**Your instructions:** Do any lines in the data below contain "green"? If so, copy every one of them.
Input: Begin
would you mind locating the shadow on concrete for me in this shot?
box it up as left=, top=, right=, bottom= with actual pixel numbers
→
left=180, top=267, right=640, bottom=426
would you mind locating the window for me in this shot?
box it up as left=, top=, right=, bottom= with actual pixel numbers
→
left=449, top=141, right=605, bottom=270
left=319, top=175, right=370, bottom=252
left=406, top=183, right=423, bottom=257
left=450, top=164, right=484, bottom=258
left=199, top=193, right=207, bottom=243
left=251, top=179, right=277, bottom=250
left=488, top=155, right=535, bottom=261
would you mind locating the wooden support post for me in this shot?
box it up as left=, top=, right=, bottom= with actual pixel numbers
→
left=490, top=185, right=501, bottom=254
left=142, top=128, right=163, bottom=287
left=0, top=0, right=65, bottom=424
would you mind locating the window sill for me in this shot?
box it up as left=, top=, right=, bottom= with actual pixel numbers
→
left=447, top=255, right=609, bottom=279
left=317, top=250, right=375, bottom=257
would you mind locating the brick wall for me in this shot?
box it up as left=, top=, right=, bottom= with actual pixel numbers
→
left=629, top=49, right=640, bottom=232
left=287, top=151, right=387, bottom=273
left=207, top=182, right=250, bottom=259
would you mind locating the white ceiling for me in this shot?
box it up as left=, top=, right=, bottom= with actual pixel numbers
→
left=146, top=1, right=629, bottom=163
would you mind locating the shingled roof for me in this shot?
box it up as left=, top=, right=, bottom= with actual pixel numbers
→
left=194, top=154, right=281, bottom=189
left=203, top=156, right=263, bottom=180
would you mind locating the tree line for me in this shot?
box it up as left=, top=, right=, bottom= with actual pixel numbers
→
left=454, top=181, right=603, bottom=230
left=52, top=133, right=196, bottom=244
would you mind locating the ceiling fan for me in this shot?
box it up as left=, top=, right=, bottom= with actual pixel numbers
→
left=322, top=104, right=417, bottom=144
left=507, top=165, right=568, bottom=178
Input: End
Input: Begin
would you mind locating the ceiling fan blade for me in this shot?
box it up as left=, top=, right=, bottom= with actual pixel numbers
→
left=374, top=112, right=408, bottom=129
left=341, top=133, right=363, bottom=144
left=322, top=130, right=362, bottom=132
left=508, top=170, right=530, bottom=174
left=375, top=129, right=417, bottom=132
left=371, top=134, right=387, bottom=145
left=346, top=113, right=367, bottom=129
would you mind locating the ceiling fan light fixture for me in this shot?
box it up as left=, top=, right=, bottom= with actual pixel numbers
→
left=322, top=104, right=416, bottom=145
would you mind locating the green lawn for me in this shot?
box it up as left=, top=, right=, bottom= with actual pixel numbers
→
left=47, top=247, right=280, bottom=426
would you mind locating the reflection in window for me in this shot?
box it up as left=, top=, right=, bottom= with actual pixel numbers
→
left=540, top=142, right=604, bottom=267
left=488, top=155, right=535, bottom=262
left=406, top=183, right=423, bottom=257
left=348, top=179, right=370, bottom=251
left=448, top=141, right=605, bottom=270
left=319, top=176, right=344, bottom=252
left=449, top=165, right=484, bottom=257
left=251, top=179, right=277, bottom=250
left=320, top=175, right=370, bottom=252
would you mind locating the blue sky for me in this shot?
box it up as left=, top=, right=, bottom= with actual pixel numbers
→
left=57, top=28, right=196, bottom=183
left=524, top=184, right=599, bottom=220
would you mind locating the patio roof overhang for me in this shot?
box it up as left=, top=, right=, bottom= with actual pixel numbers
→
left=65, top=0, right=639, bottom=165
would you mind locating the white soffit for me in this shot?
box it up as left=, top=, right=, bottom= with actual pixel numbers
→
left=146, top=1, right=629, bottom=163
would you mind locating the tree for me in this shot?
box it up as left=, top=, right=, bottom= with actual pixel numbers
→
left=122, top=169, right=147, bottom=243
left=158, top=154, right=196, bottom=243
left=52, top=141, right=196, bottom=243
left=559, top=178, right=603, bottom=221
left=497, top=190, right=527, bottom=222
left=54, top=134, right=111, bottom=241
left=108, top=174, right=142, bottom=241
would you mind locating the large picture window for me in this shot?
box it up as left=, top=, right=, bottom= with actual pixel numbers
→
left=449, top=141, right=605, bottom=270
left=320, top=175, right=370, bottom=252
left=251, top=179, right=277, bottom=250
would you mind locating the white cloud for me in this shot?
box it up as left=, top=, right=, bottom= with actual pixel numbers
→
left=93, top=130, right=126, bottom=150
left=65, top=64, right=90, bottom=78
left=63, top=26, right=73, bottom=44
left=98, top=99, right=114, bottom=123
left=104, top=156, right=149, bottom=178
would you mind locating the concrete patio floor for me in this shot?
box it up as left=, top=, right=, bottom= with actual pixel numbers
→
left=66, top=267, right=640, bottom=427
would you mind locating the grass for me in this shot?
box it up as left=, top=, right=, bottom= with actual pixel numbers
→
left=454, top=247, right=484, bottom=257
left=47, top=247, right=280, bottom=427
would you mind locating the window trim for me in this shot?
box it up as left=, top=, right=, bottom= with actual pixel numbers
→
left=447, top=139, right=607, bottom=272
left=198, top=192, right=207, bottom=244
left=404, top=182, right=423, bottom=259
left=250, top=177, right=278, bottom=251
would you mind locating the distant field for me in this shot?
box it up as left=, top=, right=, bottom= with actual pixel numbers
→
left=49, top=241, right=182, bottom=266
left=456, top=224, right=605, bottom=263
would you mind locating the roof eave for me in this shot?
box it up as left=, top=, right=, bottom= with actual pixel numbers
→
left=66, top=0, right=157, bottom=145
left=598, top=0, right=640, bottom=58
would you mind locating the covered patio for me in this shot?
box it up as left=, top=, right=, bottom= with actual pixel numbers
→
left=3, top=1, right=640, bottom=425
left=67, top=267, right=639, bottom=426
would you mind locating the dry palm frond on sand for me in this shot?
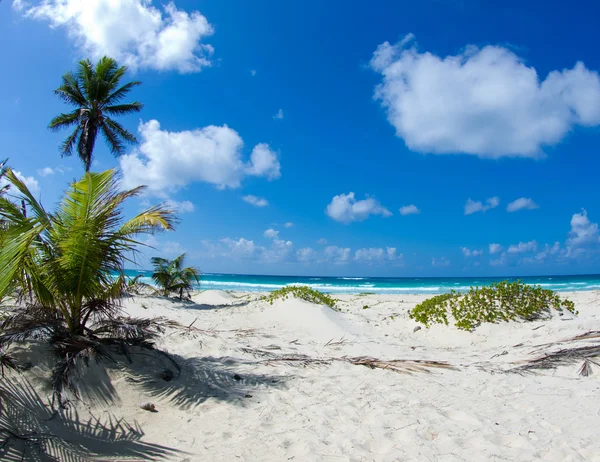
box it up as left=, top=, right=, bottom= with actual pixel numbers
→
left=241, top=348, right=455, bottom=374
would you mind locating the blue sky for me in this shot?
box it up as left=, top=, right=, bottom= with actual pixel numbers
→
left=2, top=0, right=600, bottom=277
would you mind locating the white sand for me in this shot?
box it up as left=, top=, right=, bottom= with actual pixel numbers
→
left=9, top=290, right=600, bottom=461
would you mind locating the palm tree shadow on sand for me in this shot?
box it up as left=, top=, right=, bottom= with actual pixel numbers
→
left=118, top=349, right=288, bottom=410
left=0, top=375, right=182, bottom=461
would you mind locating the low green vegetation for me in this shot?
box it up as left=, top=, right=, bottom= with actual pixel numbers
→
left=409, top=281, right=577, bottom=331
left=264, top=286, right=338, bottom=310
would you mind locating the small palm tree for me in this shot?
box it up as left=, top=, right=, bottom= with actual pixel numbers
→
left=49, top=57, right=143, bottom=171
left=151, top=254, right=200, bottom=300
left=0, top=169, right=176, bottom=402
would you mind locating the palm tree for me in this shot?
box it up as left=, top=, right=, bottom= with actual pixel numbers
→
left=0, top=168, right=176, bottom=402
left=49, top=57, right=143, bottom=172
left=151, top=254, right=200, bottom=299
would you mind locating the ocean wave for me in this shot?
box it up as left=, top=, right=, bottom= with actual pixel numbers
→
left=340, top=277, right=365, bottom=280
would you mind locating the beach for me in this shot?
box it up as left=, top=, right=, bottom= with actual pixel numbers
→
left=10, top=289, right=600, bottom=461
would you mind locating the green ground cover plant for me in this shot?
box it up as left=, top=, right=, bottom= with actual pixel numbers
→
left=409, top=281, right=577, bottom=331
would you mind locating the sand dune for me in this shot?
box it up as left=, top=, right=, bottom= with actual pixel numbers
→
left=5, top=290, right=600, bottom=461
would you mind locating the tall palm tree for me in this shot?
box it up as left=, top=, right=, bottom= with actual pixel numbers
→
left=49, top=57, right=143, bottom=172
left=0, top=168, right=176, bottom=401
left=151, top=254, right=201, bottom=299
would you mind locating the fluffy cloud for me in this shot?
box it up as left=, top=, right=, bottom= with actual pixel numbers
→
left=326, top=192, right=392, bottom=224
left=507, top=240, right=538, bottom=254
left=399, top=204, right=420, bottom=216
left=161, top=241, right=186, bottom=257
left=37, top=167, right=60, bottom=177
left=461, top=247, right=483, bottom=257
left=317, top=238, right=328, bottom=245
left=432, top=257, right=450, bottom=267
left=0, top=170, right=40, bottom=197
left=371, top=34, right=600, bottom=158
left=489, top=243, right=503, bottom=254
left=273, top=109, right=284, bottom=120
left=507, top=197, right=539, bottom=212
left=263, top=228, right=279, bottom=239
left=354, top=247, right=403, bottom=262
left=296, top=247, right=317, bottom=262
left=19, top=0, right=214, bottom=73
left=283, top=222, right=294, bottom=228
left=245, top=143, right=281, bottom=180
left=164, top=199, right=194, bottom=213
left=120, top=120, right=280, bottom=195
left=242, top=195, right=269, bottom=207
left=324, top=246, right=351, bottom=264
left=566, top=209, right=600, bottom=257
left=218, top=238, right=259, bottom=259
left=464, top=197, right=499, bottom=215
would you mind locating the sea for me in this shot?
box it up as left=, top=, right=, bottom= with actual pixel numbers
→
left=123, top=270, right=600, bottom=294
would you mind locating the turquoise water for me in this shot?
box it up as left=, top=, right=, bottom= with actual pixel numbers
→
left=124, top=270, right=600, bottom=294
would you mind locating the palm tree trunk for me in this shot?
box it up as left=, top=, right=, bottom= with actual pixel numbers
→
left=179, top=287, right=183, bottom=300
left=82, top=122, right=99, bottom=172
Input: End
**Task response:**
would you mind locating the green lawn for me in this shot?
would you mind locating the low green vegetation for me in this shot?
would you mind locating the green ground cover plant for me in this shot?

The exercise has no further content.